# Problem details
Using the entries below, output exactly the line containing "For a safety inspection report, we need the car hood" and all lines that follow it to the end.

# Stored items from a collection

######

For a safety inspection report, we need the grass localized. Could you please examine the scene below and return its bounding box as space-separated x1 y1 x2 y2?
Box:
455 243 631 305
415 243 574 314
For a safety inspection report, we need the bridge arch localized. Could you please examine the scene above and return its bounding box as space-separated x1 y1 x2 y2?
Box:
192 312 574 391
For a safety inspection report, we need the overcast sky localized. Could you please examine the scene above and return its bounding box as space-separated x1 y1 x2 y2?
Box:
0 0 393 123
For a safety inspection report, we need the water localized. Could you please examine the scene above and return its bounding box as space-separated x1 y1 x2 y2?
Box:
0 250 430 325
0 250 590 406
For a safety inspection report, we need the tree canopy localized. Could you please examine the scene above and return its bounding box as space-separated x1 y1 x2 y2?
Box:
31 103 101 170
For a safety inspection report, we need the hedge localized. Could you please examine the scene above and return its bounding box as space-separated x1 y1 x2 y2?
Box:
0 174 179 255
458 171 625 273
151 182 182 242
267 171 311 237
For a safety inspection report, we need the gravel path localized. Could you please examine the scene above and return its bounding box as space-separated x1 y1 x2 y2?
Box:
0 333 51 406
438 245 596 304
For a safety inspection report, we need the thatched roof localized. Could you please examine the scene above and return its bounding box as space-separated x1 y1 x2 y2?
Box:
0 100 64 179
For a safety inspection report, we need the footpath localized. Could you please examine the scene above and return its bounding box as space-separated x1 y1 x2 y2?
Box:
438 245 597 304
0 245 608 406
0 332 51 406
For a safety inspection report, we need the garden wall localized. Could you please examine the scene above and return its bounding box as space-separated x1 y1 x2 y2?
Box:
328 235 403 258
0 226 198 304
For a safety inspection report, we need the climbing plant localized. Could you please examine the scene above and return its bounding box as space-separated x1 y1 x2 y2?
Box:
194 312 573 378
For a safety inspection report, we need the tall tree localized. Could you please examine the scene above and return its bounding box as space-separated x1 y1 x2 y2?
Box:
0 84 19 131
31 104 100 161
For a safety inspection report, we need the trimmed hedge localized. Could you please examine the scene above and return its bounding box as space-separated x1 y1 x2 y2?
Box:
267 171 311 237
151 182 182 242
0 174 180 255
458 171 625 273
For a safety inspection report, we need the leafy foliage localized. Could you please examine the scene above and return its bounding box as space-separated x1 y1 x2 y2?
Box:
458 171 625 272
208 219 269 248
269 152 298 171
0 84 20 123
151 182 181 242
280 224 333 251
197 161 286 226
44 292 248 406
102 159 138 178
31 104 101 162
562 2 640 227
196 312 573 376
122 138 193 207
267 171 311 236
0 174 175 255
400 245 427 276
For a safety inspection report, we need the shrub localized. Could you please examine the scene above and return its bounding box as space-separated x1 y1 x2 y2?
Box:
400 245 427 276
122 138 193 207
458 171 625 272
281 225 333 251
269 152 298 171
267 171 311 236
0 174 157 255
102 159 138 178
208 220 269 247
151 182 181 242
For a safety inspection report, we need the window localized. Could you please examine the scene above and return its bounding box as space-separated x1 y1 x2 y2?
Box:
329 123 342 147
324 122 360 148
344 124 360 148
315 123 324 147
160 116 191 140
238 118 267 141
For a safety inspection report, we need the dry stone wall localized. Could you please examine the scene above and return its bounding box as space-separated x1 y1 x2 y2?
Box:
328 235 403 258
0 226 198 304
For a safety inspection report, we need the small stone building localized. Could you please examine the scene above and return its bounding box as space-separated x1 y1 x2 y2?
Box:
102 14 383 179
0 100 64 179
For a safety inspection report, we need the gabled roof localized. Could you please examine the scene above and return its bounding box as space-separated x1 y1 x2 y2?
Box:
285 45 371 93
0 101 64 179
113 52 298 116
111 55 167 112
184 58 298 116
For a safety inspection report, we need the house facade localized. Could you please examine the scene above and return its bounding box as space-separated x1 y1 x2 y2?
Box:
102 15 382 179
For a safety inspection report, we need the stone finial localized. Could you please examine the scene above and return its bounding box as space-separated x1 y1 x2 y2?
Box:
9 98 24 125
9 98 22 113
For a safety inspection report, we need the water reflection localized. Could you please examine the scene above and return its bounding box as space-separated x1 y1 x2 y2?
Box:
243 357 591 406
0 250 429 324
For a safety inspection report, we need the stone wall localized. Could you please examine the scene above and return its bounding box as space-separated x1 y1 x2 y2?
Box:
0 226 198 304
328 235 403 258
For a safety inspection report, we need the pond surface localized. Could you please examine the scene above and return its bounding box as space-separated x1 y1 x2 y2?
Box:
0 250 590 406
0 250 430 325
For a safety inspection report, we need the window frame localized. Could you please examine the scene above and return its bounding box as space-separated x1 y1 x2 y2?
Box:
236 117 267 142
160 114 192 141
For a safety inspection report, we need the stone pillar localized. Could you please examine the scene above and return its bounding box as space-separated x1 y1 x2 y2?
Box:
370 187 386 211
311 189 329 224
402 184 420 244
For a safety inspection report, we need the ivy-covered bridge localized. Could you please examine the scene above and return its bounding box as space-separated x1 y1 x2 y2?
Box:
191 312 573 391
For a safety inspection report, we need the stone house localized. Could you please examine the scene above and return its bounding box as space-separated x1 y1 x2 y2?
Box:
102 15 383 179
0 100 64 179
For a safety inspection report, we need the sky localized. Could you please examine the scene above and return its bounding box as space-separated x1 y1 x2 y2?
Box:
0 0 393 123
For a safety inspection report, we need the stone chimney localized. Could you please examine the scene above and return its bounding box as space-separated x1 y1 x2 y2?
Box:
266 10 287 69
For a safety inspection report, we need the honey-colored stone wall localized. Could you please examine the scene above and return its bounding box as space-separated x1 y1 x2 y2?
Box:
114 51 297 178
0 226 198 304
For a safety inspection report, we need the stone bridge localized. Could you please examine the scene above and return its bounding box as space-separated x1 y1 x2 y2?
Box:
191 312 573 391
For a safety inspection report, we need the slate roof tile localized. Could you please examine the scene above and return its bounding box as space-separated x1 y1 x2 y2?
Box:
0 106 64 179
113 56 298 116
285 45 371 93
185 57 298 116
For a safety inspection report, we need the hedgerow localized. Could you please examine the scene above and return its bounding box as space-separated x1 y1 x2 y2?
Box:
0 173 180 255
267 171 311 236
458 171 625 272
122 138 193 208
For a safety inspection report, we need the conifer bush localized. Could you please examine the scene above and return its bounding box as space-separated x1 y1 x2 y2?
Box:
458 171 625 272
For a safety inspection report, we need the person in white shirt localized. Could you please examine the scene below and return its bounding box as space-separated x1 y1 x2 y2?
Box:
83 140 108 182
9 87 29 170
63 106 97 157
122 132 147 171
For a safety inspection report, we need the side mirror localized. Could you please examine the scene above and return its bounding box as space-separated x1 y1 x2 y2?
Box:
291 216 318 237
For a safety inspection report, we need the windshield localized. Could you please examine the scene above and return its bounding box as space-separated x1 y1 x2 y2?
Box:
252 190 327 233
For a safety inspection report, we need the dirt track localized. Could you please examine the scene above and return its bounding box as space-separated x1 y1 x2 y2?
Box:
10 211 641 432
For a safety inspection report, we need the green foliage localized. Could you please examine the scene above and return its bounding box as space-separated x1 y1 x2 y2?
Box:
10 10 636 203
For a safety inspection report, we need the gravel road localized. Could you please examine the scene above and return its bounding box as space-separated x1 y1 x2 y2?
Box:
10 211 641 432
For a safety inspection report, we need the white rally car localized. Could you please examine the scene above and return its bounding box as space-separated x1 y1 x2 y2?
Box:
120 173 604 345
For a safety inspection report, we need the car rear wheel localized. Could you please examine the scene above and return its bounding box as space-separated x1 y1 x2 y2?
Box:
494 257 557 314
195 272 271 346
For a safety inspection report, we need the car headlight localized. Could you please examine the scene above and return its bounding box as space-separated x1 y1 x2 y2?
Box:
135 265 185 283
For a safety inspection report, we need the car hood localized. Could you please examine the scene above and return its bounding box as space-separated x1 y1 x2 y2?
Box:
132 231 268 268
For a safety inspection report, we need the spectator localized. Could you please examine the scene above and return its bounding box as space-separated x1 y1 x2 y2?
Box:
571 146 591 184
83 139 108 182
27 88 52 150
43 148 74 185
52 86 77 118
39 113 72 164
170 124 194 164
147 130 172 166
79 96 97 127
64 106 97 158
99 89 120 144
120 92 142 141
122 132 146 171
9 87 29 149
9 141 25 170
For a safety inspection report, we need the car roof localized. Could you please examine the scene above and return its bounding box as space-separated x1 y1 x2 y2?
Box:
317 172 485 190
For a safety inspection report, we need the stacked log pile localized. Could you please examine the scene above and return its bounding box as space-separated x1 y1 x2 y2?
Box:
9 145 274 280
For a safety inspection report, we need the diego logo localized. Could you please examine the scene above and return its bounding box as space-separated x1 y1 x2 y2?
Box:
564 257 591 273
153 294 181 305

######

# The reply
For a safety inspection report, we need the car hood localized. Could you please examine the scene above and return its bounding box as space-separated x1 y1 x2 y2?
Box:
132 231 268 268
For a safety inspection report, we need the spectator localized. Could you please examine the scene above and return its bounding box as space-separated x1 y1 x2 y2?
Box:
571 146 591 184
83 139 108 182
27 88 52 150
43 148 74 185
52 86 77 118
39 113 72 164
170 124 194 164
147 130 172 166
79 96 97 127
64 106 97 158
99 89 120 144
120 92 142 141
122 132 146 171
9 87 29 149
9 141 25 170
For a safety inspection report, we need the car roof localized. Could you please examine the scene above and return its bounding box as space-separated x1 y1 x2 y2?
Box:
317 172 485 190
For a safety inspection report, we need the stacked log pile localized. Could you please examine the scene above and return its bounding box as space-separated x1 y1 x2 y2?
Box:
9 145 274 280
For a safety inspection report, we need the diego logo localized. Could you please examine the scene above and return its bounding box as space-separated x1 y1 x2 y2?
Box:
564 257 591 273
153 294 181 305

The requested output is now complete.